WHAT YOU ARE ASKED TO DO. Beginning with the line that holds "Target: tall light pole" in the data below, give again every line through the one that holds "Shot-chart prep: mark the woman in", exactly as written.

= = =

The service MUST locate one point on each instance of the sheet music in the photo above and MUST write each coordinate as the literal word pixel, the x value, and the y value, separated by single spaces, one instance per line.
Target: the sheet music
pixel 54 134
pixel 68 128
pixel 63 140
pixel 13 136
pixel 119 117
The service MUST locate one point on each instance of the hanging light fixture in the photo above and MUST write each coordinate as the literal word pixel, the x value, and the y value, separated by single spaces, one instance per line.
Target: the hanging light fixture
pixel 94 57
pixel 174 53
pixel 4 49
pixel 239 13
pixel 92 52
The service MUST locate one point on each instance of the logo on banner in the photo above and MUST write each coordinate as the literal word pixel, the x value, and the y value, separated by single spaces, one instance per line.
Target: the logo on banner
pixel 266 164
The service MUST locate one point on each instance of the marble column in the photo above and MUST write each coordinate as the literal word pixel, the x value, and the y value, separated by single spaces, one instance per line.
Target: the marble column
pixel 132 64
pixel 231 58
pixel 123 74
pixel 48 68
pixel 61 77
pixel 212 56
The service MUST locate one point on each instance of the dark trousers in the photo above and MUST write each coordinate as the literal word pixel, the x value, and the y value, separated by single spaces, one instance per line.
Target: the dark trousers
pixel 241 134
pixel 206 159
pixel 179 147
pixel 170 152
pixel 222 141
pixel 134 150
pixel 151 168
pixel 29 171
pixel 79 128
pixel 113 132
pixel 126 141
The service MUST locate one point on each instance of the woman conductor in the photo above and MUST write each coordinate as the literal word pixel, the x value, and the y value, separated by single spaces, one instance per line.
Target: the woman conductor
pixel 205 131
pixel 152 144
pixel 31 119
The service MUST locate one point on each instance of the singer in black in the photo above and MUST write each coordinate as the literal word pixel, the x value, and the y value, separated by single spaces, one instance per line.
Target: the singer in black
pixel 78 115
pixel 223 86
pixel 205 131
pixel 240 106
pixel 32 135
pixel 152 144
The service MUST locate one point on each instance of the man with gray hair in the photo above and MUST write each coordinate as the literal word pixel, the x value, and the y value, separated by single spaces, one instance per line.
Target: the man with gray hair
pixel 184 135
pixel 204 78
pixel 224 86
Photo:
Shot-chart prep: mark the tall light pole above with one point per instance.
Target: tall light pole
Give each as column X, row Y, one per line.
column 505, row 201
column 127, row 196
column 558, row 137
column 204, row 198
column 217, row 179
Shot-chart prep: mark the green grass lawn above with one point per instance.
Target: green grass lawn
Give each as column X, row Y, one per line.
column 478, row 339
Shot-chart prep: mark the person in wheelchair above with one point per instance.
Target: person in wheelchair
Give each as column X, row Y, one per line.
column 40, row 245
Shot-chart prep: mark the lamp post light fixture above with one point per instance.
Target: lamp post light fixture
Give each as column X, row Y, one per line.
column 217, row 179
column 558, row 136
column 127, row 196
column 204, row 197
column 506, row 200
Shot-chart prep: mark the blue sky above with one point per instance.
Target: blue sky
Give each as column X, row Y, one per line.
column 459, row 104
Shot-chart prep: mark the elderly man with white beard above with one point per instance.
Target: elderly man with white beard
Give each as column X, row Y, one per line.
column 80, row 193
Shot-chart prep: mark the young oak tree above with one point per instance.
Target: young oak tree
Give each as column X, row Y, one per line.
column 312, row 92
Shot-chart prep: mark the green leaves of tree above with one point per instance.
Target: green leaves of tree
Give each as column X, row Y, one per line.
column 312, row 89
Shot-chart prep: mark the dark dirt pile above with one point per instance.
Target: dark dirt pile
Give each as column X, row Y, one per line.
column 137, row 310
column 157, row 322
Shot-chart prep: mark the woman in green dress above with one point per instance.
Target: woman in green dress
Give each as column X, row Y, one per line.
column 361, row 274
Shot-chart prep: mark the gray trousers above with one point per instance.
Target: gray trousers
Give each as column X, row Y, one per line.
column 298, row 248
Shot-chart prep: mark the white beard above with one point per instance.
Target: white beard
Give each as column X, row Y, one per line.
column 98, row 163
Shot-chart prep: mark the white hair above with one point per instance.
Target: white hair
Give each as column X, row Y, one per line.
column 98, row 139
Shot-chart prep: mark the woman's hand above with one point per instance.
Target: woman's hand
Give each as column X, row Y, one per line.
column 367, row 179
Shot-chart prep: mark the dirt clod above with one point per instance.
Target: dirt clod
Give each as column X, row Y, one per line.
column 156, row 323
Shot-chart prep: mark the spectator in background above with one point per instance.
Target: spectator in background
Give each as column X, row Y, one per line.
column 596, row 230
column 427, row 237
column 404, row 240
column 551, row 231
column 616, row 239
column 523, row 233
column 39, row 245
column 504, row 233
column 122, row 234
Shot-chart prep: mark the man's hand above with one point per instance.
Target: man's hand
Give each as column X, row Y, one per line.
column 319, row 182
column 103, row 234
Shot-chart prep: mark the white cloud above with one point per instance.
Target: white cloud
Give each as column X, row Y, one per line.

= = =

EXERCISE SOLUTION.
Target: tall light pole
Give each as column X, row Y, one per line.
column 505, row 201
column 127, row 196
column 558, row 137
column 204, row 198
column 217, row 179
Shot-chart prep: mark the green grass lawn above with one point per instance.
Target: green grass lawn
Give each as column X, row Y, one per line.
column 478, row 339
Shot-chart prep: mark the person in wheelchair above with one point per instance.
Target: person in wheelchair
Give each as column X, row Y, one per line.
column 40, row 245
Shot-chart prep: mark the lamp post light fixture above with one point per instance.
Target: lamp post light fixture
Give each as column X, row Y, one per line.
column 217, row 179
column 558, row 136
column 127, row 196
column 204, row 197
column 506, row 200
Shot-chart prep: mark the blue sky above with one point per instance.
Target: blue sky
Give each as column X, row Y, one per line.
column 459, row 104
Shot-chart prep: mark the elderly man with white beard above with one point per instance.
Target: elderly man with white beard
Give each as column X, row Y, one per line.
column 80, row 193
Shot-chart prep: mark the young oak tree above with one point per instance.
Target: young oak tree
Give each as column X, row Y, one per line.
column 312, row 92
Shot-chart prep: mark the green leaves of tree above with one point per instance.
Target: green leaves of tree
Give each as column X, row Y, one per line.
column 312, row 89
Shot-chart prep: mark the dark dirt pile above with one point per instance.
Target: dark dirt pile
Give each as column X, row Y, one per line.
column 137, row 310
column 157, row 322
Shot-chart prep: mark the woman in green dress above with one point per instance.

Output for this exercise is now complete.